— Directives —
**a)** From the court opinion in Hinton v. Hill, copy the passage starting at "Kathleen Cegla, Assistant" and ending at "Solicitor General, Salem.".
**b)** Answer these questions using the court opinion in Hinton v. Hill:
(i) Who argued the cause for the respondent on review?
(ii) Who is named as the Solicitor General?
(iii) Which court's decision does the Supreme Court of Oregon reverse?
**c)** Proceed with the court opinion in Hinton v. Hill from the point where it stops.

149 P.3d 1205 | Or. | 2006
Shirley HINTON, Respondent on Review,
v.
Jean HILL, Superintendent, Eastern Oregon Correctional Institution, Petitioner on Review.
Supreme Court of Oregon.
Kathleen Cegla, Assistant Attorney General, argued the cause for petitioner on review. With her on the briefs were Hardy Myers, Attorney General, and Mary H. Williams, Solicitor General, Salem.
Kevin T. Lafky, Salem, argued the cause and filed the brief for respondent on review.
Before, DE MUNIZ, Chief Justice, and CARSON, GILLETTE, DURHAM, BALMER, and KISTLER, Justices.[**]
DE MUNIZ, C.J.
In this post-conviction case, the Court of Appeals held that the post-conviction court erred in failing to void petitioner's convictions. Hinton v. Hill, 197 Or.App. 238, 105 P.3d 923, on recons., 201 Or.App. 131, 117 P.3d 1066 (2005). We allowed defendant's (superintendent's) petition for review to determine whether the post-conviction court's alternative remedy was consistent with the authority granted to the post-conviction court in the Post-Conviction Hearing Act. For the reasons that follow, we reverse the Court of Appeals decision and affirm the judgment of the post-conviction court.

— Extracted material —
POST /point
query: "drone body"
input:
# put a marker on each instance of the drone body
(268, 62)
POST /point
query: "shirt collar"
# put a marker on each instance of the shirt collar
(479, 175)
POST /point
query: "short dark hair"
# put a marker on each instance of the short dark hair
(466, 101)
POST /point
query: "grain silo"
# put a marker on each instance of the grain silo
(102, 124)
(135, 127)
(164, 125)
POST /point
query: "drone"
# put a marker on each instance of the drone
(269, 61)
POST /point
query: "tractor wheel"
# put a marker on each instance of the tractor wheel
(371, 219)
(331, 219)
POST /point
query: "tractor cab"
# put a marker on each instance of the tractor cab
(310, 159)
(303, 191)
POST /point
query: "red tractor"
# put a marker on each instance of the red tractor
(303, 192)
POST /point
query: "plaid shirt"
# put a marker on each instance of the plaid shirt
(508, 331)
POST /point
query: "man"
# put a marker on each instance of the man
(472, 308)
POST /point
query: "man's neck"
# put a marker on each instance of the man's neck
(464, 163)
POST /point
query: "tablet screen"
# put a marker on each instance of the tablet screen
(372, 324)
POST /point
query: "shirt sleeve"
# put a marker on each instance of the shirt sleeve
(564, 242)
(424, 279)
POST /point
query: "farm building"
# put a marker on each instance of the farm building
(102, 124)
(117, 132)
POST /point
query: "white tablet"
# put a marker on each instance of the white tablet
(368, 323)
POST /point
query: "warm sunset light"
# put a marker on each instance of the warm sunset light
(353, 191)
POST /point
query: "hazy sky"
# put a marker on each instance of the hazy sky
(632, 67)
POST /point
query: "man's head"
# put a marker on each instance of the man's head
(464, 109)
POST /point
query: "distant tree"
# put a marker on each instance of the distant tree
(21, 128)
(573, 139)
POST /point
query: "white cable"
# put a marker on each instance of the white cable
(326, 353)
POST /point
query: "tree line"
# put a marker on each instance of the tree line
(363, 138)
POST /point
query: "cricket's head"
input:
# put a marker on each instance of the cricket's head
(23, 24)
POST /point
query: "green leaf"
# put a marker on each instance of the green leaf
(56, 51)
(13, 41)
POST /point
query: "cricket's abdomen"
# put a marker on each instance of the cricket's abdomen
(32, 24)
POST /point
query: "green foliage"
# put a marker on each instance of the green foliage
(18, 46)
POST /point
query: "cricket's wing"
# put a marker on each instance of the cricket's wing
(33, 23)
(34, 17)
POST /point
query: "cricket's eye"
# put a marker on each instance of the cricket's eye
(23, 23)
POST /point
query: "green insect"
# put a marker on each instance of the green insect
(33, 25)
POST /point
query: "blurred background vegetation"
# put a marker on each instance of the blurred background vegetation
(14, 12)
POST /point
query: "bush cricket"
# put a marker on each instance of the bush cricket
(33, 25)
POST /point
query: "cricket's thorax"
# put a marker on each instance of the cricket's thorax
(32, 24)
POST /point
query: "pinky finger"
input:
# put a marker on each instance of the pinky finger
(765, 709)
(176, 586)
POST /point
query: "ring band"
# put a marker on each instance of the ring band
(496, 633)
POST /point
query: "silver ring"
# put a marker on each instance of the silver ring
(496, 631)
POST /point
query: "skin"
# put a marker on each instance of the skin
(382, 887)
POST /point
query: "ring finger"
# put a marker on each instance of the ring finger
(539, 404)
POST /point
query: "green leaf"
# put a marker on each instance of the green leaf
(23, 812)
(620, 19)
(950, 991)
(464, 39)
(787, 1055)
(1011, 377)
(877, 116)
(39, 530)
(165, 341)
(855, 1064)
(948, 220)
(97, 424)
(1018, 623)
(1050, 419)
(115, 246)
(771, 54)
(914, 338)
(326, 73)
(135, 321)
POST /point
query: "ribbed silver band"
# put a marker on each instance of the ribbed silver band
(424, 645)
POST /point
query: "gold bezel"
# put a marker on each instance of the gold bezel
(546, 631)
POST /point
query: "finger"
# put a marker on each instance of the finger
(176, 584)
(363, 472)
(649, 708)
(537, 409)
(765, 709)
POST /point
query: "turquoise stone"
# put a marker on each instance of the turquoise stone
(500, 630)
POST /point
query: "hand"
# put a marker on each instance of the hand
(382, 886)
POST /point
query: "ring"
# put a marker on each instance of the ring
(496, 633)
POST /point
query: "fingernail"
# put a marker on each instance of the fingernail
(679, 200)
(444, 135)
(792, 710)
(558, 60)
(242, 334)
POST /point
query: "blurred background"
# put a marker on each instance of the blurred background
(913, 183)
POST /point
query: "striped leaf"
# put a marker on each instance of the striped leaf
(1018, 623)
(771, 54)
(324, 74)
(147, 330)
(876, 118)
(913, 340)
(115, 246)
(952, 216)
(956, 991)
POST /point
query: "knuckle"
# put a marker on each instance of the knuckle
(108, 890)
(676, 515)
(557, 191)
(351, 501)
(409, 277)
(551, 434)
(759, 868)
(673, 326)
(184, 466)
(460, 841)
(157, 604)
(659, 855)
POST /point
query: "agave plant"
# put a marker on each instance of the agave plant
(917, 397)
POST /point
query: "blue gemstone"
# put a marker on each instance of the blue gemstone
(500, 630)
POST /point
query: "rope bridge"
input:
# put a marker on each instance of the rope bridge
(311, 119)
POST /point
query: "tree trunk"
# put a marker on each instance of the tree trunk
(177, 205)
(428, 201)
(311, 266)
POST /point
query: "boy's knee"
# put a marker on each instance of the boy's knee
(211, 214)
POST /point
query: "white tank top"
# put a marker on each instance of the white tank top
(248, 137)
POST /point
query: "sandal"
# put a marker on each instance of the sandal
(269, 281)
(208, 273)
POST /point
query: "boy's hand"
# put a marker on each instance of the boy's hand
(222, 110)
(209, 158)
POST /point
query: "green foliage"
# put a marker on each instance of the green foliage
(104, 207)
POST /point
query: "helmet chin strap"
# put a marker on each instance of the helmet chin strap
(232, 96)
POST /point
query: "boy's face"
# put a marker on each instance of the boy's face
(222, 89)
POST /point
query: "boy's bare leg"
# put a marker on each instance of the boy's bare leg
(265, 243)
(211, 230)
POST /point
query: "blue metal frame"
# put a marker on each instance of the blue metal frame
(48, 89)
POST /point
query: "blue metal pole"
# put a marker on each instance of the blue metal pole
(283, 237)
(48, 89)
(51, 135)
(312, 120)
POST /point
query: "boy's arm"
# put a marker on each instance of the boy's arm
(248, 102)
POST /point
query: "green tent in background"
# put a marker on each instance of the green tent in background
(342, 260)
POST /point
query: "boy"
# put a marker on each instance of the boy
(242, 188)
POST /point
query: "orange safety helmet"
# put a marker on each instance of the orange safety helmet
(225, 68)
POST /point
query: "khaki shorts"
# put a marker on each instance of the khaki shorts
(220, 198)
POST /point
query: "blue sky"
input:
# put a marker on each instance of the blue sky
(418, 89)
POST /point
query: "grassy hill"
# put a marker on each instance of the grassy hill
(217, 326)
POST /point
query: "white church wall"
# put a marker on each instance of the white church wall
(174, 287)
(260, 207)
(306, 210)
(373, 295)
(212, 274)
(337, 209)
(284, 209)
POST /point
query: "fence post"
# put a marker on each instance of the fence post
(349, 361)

— Responses to the tasks —
**a)**
Kathleen Cegla, Assistant Attorney General, argued the cause for petitioner on review. With her on the briefs were Hardy Myers, Attorney General, and Mary H. Williams, Solicitor General, Salem.

**b)**
(i) Kevin T. Lafky
(ii) Mary H. Williams
(iii) The Court of Appeals

**c)**
In the underlying criminal case, the state charged petitioner with 24 counts of sexual misconduct.[1] Petitioner eventually pleaded no contest to six counts of first-degree sexual abuse. The plea petition that petitioner signed erroneously stated that the maximum period of incarceration to which petitioner could be sentenced was 226 months. The maximum lawful sentence, however, was 496 months. Ultimately, the trial court sentenced petitioner to a total of 366 months.
Petitioner appealed her convictions, and the Court of Appeals affirmed without opinion. State v. Hinton, 172 Or.App. 483, 19 P.3d 390 (2001). Petitioner subsequently filed a petition for post-conviction relief. Petitioner claimed that she was denied adequate assistance of counsel under Article I, section 11, of the Oregon Constitution and the Sixth Amendment to the United States Constitution because her counsel had failed to inform her correctly about the maximum possible sentence under her plea agreement with the state. Petitioner contended that her convictions therefore had been obtained unlawfully and that she was entitled to relief under ORS 138.530(1)(a) (part of the Post-Conviction Hearing Act).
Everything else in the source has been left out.